▸ **Task**
Repeat the stretch of the records from the line containing "the motorcycle in" through the end of the records, switching "pin" to "marker" and leaving everything else unchanged.

Point-based annotation data

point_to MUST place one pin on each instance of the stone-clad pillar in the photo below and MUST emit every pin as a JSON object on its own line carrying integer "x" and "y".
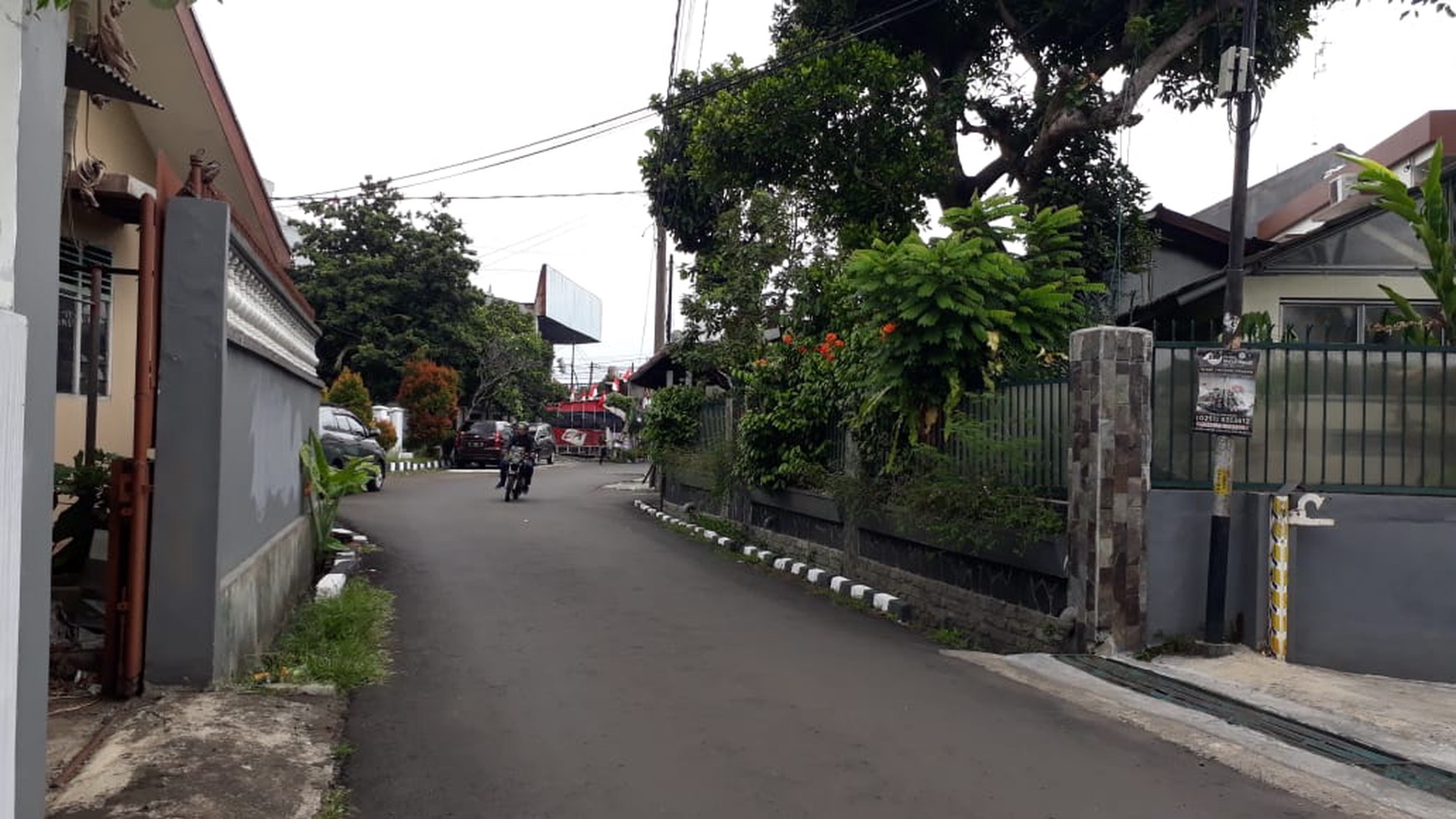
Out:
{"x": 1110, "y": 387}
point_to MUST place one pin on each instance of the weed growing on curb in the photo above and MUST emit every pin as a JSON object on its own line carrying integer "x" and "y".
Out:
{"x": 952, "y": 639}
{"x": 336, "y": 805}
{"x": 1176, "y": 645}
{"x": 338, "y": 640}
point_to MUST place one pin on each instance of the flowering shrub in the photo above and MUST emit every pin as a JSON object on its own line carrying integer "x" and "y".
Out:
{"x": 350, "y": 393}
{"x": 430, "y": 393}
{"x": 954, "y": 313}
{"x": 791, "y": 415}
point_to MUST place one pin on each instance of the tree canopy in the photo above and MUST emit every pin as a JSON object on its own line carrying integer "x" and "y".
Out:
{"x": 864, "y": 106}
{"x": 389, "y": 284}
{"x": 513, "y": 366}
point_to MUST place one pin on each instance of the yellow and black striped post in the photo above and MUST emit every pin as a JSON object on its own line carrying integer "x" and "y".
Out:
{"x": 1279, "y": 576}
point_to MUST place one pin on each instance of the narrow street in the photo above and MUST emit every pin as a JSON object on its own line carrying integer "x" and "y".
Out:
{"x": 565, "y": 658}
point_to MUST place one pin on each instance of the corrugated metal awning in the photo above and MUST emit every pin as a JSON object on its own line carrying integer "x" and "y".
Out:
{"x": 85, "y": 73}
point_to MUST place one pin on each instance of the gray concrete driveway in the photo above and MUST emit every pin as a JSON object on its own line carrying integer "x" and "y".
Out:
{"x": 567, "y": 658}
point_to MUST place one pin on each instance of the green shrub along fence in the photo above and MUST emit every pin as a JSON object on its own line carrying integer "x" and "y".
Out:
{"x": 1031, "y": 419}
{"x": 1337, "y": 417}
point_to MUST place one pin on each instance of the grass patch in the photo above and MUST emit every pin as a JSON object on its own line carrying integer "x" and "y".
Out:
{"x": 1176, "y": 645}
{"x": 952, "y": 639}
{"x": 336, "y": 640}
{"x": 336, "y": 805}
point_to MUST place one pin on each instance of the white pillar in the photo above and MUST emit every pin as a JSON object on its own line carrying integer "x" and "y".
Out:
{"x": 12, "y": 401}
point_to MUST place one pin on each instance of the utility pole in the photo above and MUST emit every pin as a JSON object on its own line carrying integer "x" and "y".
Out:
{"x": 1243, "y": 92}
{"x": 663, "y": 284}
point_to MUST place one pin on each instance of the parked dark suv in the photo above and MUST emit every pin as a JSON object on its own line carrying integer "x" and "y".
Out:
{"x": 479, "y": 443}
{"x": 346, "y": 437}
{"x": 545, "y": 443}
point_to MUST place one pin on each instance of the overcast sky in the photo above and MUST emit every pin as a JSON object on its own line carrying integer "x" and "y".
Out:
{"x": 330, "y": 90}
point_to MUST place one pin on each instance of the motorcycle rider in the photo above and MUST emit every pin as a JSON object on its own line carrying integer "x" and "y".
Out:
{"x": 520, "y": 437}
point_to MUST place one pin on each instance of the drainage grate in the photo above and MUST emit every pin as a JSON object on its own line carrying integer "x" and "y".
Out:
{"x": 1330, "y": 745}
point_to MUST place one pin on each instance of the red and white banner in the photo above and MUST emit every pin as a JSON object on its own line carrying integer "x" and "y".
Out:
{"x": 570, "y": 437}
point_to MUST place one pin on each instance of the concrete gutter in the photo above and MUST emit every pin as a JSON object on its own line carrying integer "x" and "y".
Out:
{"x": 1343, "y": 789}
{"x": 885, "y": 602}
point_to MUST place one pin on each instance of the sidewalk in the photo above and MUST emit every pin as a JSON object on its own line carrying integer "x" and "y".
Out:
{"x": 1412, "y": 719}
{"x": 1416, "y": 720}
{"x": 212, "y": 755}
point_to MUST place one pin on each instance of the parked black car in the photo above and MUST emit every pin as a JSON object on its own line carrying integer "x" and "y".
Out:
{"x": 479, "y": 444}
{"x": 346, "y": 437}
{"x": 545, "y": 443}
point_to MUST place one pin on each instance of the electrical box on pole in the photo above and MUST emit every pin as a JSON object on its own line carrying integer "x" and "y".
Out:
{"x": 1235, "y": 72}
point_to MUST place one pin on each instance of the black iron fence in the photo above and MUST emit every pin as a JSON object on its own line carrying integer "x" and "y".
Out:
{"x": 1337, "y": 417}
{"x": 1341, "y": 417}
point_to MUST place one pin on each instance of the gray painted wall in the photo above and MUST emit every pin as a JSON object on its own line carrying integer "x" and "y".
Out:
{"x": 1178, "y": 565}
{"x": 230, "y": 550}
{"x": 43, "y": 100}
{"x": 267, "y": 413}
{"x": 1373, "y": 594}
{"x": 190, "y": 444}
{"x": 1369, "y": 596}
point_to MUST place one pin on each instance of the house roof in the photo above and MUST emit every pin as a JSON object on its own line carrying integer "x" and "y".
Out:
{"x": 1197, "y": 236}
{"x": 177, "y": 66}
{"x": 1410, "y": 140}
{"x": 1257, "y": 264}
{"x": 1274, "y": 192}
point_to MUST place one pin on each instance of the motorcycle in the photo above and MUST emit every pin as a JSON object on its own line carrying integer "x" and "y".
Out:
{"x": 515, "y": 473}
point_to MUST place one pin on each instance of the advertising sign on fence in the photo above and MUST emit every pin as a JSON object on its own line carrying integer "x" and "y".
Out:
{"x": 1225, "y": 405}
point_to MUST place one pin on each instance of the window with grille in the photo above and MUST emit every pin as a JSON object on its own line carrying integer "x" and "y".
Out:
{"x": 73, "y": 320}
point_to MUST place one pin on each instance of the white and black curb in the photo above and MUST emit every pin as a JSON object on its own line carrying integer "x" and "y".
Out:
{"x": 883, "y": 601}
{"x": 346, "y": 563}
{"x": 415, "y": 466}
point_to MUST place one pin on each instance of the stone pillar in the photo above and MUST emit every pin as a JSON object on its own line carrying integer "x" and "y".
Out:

▸ **Expected answer**
point_to MUST place one marker on each instance of the motorcycle in the photo above and MUST emit every marker as a JSON object on its own line carrying integer "x" and "y".
Out:
{"x": 515, "y": 473}
point_to MUST place one marker on each instance of the advertising sign on fence in the photo above and MUST emit every marker as a JSON object on its own line carrying integer "x" and "y".
Out:
{"x": 1225, "y": 405}
point_to MUST place one marker on each instance of the window with grille in the photo above and MUST emit every marker as a JSON object on its own line carrying integer "x" and "y".
Out:
{"x": 73, "y": 320}
point_to MUST place one marker on each instance of the white and black curb in the photo above and MUST emit every marker as a JSON object on its own line carrying integer "x" and "y".
Out:
{"x": 883, "y": 601}
{"x": 346, "y": 563}
{"x": 415, "y": 466}
point_to MUST place one marker on each instance of the stone pillar in the photo above and MUST emit every marker as a JSON object on its own line carrying integer "x" and "y".
Out:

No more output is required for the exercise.